REGISTROS DE DATOS:
::::::

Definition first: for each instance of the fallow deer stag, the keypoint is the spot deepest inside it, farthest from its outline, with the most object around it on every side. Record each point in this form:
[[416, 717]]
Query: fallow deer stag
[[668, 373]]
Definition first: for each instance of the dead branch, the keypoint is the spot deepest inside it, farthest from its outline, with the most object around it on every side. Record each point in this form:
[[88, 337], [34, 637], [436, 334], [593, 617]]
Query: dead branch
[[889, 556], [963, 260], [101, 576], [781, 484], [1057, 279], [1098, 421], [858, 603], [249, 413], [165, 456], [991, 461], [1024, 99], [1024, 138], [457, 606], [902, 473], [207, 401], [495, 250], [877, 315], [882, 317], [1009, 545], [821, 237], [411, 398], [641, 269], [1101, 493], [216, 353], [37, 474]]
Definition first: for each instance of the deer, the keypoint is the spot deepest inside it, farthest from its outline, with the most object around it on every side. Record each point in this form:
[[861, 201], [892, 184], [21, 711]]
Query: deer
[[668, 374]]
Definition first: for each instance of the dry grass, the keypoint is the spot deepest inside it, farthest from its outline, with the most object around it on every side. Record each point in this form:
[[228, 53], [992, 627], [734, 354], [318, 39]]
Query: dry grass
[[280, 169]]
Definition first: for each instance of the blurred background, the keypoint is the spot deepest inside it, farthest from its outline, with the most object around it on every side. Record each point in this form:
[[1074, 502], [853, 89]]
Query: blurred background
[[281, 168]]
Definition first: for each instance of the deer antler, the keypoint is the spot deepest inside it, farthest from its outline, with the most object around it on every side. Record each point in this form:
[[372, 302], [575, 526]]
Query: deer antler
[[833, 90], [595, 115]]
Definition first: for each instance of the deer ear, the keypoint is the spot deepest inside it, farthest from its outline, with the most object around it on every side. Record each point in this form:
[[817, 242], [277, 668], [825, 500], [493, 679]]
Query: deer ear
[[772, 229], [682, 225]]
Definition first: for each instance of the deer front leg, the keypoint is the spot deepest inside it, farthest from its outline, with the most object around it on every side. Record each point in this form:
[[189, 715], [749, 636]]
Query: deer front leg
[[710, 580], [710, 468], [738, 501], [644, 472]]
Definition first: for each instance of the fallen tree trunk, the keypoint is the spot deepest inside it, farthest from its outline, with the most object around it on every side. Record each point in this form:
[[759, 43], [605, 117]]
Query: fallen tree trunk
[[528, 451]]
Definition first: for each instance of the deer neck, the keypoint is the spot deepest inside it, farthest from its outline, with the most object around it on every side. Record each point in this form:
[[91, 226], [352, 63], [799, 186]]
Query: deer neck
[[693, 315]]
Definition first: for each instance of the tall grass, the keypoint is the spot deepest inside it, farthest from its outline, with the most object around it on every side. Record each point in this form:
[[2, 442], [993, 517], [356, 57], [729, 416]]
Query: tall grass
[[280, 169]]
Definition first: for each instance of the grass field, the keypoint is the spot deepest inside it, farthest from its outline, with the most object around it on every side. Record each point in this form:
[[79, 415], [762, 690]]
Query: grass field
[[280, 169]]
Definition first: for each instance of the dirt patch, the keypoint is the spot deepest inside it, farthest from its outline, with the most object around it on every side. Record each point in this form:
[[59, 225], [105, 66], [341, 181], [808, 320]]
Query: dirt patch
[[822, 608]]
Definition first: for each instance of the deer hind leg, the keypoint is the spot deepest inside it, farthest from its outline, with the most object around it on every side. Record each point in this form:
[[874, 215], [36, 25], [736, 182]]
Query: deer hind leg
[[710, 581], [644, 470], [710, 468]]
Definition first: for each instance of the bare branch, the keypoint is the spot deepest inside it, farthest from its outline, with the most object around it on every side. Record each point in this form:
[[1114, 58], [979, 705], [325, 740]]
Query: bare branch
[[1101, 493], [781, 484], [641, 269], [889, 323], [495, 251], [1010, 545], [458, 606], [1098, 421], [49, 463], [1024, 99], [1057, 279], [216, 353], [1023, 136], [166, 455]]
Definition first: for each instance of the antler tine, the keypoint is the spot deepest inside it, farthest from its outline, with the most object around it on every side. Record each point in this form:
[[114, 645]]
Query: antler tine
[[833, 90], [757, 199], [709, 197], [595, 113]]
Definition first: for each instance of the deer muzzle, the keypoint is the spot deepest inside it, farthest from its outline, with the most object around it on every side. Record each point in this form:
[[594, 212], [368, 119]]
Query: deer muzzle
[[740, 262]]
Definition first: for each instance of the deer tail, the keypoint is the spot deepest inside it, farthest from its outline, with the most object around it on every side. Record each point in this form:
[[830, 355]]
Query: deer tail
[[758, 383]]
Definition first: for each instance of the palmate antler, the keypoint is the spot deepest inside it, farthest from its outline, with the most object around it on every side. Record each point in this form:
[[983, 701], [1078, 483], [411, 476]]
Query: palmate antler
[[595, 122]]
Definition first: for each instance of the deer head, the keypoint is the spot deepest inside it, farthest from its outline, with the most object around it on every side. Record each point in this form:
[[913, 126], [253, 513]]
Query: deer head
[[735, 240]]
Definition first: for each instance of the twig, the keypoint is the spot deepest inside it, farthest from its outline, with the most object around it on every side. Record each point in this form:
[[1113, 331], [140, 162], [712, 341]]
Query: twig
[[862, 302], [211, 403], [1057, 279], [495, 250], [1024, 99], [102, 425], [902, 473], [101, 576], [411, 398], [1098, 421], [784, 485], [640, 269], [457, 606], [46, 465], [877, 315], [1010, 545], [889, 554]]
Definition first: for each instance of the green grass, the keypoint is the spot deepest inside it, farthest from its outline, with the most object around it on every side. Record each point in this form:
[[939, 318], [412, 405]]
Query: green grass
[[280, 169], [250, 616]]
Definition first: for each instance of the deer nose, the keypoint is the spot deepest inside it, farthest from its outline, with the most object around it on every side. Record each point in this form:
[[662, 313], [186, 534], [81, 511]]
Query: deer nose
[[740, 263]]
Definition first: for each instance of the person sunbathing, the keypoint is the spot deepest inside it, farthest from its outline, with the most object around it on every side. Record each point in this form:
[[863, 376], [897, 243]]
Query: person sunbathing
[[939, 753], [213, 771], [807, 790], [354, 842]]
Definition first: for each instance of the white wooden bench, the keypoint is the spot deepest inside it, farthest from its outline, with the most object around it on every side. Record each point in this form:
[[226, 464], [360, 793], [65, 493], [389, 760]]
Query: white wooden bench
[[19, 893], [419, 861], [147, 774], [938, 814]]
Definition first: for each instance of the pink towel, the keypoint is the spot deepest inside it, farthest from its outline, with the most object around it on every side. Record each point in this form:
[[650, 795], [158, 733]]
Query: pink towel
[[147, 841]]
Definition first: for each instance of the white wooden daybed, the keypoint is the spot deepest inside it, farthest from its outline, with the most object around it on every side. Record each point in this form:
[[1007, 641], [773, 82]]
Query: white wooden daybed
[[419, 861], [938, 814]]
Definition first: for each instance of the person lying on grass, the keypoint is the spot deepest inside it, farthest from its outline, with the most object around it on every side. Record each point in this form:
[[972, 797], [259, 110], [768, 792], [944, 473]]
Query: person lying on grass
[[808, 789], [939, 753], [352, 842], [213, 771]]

::::::

INSTRUCCIONES Y REQUISITOS: Reproduce sin cambios el tramo de los registros de arriba que va desde la línea que contiene "Definition first: for each instance of the dry" hasta la línea que contiene "[[710, 580], [710, 468], [738, 501], [644, 472]]", incluidas ambas. No añadas ninguna otra línea.

RESULTADO DEL EJERCICIO:
Definition first: for each instance of the dry grass, the keypoint is the spot deepest inside it, farthest from its outline, with the most object around it on every side. Record each point in this form:
[[228, 53], [992, 627], [734, 354], [318, 39]]
Query: dry grass
[[280, 169]]
Definition first: for each instance of the blurred background, the keypoint is the spot deepest inside it, farthest from its outline, with the most object around it on every side. Record each point in this form:
[[1074, 502], [853, 89]]
Query: blurred background
[[281, 168]]
Definition first: for each instance of the deer antler, the keypoint is the spot deepest inside it, farthest from its outline, with the most object around it on every side. Record each point in this form:
[[372, 302], [575, 526]]
Query: deer antler
[[833, 90], [595, 115]]
Definition first: for each instance of the deer ear, the keypoint is the spot deepest inside it, farthest from its outline, with the most object around it on every side. Record each point in this form:
[[817, 242], [277, 668], [825, 500], [493, 679]]
Query: deer ear
[[772, 229], [682, 225]]
Definition first: for each instance of the deer front leg, the keypoint is the spot deepest inside it, farthest from its outline, with the most object around it on every side. Record each point in this form:
[[189, 715], [749, 636]]
Query: deer front leg
[[710, 580], [710, 468], [738, 501], [644, 472]]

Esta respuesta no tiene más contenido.